All in the Family: Asset Protection for Single Doctors

September 16, 2008
Steven Podnos, MD, MBA

Physician's Money Digest, July31 2003, Volume 10, Issue 14

I got a recent phone call from my physician-brother. In an attempt to save money, he was contemplating reducing his medical malpractice insurance coverage from $1 million/$3 million to $250,000/$750,000. However, he was worried about the increased exposure of his personal assets to creditors following this move.

We discussed the fact that a very powerful means of asset protection in our state (Florida), holding assets "as tenants by the entireties" between husband and wife, was not available to him as a single doctor.

We then reviewed the options open to him and to other "singles." I'm not an attorney, and not legally able to dispense legal advice, so we discussed the issue generally. Anyone interested in this subject should meet with a competent asset protection specialist.

PLANS PROTECTED?

We discussed that his qualified retirement plan at work was safe from creditors. In Florida and many other states, IRAs are also generally protected from creditors. I argued that his maximizing contributions to both his qualified plan and nondeductible contributions to his IRA made good sense for retirement and tax issues, in addition to their attractive asset protection features.

(Image point grounding data)

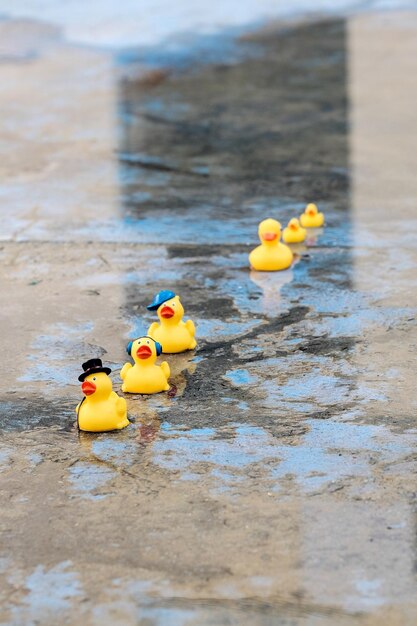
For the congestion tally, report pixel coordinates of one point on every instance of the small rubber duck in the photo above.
(101, 409)
(271, 255)
(145, 376)
(294, 233)
(311, 218)
(174, 334)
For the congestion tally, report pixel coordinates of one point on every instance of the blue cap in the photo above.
(160, 298)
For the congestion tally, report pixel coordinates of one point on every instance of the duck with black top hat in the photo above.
(172, 332)
(101, 409)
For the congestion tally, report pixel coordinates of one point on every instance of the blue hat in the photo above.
(160, 298)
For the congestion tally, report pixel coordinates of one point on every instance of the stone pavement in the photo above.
(275, 483)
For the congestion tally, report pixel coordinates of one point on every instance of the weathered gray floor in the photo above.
(276, 483)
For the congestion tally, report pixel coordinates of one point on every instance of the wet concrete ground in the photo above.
(275, 482)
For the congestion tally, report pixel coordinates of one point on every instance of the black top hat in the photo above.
(93, 366)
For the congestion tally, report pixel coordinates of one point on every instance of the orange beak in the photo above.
(88, 388)
(167, 312)
(144, 352)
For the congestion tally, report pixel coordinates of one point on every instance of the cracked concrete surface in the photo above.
(275, 483)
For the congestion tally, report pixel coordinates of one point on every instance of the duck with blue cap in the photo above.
(172, 333)
(144, 376)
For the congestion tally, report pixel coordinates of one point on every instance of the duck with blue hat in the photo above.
(144, 376)
(172, 332)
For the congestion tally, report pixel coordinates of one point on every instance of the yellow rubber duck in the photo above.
(172, 333)
(294, 233)
(145, 376)
(311, 218)
(101, 409)
(271, 255)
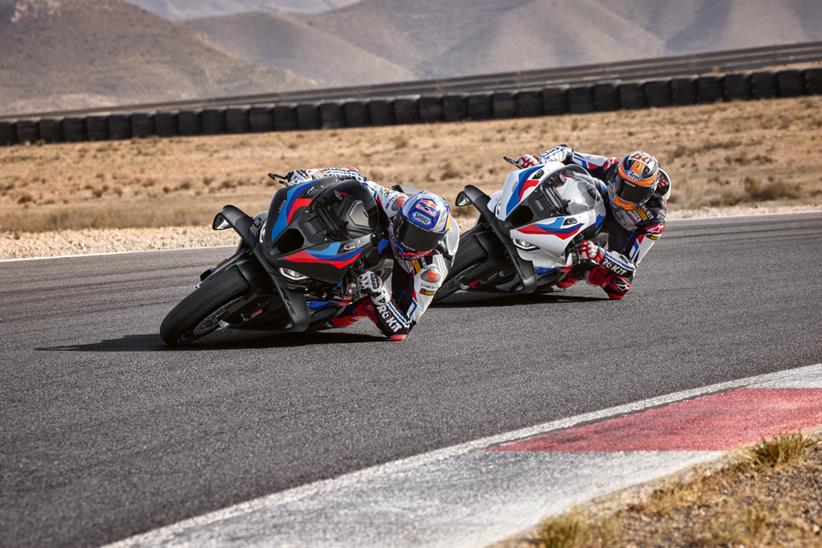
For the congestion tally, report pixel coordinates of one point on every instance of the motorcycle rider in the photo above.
(637, 196)
(423, 242)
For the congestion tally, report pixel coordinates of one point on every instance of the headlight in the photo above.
(293, 275)
(525, 246)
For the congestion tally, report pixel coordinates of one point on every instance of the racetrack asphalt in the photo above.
(105, 433)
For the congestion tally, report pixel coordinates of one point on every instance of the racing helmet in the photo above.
(420, 225)
(634, 181)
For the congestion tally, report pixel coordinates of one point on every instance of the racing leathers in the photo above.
(397, 304)
(631, 233)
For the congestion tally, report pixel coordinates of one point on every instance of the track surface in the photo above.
(104, 433)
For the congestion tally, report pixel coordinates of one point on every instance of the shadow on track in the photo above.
(219, 341)
(476, 299)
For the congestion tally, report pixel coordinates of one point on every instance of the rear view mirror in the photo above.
(220, 223)
(462, 200)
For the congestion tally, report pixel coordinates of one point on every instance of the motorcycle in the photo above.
(295, 267)
(525, 238)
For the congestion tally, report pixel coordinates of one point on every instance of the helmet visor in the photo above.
(416, 239)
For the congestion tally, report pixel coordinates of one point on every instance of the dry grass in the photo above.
(743, 153)
(766, 495)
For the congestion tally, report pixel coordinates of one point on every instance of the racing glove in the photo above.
(590, 251)
(614, 285)
(390, 321)
(370, 284)
(528, 160)
(296, 177)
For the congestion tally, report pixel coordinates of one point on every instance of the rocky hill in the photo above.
(285, 42)
(77, 53)
(191, 9)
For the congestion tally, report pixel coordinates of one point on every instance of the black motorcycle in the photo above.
(295, 267)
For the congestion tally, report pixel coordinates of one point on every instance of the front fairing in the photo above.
(533, 223)
(298, 238)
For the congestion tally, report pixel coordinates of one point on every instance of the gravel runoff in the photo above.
(22, 245)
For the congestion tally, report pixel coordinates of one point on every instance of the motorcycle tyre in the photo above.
(215, 292)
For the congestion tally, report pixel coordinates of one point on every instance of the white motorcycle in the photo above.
(526, 236)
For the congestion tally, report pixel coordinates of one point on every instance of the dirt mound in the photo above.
(111, 51)
(186, 9)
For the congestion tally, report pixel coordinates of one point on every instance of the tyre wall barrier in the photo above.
(709, 89)
(431, 109)
(451, 107)
(632, 96)
(555, 100)
(658, 93)
(96, 128)
(142, 125)
(74, 130)
(763, 85)
(504, 104)
(285, 118)
(606, 96)
(331, 116)
(119, 126)
(529, 103)
(737, 87)
(356, 114)
(166, 124)
(683, 91)
(479, 106)
(580, 99)
(406, 110)
(7, 134)
(308, 116)
(261, 119)
(26, 131)
(381, 112)
(455, 107)
(213, 122)
(188, 122)
(50, 130)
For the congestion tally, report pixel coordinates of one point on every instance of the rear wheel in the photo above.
(198, 313)
(478, 255)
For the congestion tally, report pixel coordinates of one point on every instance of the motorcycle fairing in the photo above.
(323, 242)
(550, 222)
(288, 200)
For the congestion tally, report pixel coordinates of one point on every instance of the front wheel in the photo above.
(198, 313)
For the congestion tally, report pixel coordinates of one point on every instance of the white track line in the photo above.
(167, 533)
(674, 219)
(106, 253)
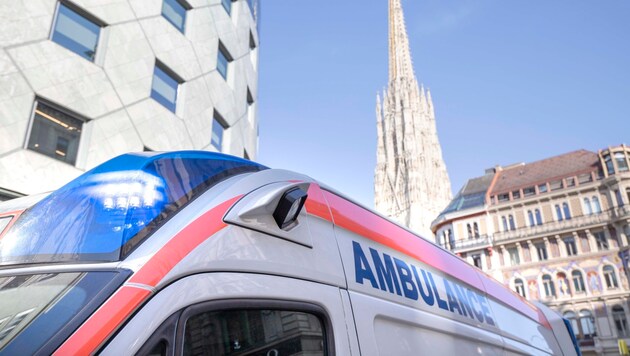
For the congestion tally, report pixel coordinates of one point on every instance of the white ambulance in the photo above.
(198, 253)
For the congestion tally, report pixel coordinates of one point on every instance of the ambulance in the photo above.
(199, 253)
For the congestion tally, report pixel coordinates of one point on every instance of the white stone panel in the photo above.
(108, 11)
(222, 96)
(25, 20)
(159, 129)
(204, 38)
(67, 79)
(111, 136)
(171, 47)
(30, 172)
(146, 8)
(129, 62)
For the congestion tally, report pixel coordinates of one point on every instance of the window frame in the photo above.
(102, 25)
(84, 121)
(186, 8)
(248, 304)
(172, 75)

EXERCISE TASKS:
a: In the asset protection article, what change to his malpractice coverage was the physician-brother considering?
b: Write out the passage of the asset protection article from "PLANS PROTECTED?" up to and including "asset protection features.".
The items are not needed here.

SOLUTIONS TO THE PROBLEMS:
a: Reducing it from $1 million/$3 million to $250,000/$750,000.

b:
PLANS PROTECTED?

We discussed that his qualified retirement plan at work was safe from creditors. In Florida and many other states, IRAs are also generally protected from creditors. I argued that his maximizing contributions to both his qualified plan and nondeductible contributions to his IRA made good sense for retirement and tax issues, in addition to their attractive asset protection features.